━━━ Information supplied

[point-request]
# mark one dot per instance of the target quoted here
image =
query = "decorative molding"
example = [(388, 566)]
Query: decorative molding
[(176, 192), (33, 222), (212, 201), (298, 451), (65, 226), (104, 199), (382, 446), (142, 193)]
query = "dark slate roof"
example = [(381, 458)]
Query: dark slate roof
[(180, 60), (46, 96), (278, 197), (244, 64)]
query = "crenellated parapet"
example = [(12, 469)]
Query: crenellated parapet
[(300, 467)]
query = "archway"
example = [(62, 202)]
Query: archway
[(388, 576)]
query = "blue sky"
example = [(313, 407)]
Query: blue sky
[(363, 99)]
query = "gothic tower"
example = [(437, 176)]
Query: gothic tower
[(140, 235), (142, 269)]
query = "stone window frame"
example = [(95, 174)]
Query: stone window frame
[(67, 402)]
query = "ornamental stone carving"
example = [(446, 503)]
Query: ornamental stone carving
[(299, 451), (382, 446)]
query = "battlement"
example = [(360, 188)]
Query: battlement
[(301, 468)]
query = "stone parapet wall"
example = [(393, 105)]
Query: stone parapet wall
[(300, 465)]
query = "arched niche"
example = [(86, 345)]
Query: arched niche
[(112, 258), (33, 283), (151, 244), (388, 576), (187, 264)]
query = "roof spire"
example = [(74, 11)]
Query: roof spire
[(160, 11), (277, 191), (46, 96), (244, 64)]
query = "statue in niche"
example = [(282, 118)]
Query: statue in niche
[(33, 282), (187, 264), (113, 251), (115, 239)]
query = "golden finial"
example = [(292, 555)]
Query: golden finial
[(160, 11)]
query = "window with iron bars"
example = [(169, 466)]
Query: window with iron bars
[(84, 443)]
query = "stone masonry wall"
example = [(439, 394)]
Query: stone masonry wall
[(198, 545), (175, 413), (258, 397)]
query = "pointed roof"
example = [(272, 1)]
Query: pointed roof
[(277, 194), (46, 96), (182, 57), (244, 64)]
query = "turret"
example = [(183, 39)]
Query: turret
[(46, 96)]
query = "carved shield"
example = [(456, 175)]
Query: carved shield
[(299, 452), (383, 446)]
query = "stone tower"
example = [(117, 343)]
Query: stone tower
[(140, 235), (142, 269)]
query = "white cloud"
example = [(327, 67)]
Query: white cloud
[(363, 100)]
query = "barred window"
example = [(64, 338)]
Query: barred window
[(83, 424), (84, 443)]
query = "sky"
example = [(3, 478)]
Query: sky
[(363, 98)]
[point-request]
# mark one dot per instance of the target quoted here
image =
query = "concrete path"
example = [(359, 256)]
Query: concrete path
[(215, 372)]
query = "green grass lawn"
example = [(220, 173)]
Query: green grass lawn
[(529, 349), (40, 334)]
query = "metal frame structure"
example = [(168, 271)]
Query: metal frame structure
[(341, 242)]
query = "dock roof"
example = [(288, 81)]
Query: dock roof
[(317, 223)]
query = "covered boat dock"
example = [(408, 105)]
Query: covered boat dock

━━━━━━

= To be done =
Rewrite every line from the start of the records through the line containing "[(300, 465)]", requests included, and add 136 to each point coordinate in the answers.

= Solution to this task =
[point-request]
# mark one dot per instance of the target quoted here
image =
query = "decorative molding"
example = [(388, 566)]
Query: decorative molding
[(312, 328), (169, 358), (348, 337), (434, 587), (201, 362), (240, 335), (518, 582), (278, 329)]
query = "dark slate roof"
example = [(381, 458)]
Query: dark slate roof
[(316, 196), (182, 232), (414, 333), (380, 200)]
query = "crenellated parapet"
example = [(12, 469)]
Query: crenellated parapet
[(436, 603)]
query = "archway"
example = [(62, 202)]
Query: archway
[(524, 712)]
query = "blue sky"
example = [(313, 407)]
Query: blue sky
[(499, 235)]
query = "gothic tower"
example = [(437, 176)]
Query: gothic tower
[(276, 371), (278, 405)]
query = "stone window frame"
example = [(95, 174)]
Query: stone window frame
[(203, 538)]
query = "ornamental stone carving"
example = [(446, 503)]
Query: ornamental stone carving
[(435, 587), (518, 582)]
query = "battlement"
example = [(360, 188)]
Query: battlement
[(437, 604)]
query = "stone parapet wall"
example = [(393, 105)]
Query: stone parapet wall
[(436, 601)]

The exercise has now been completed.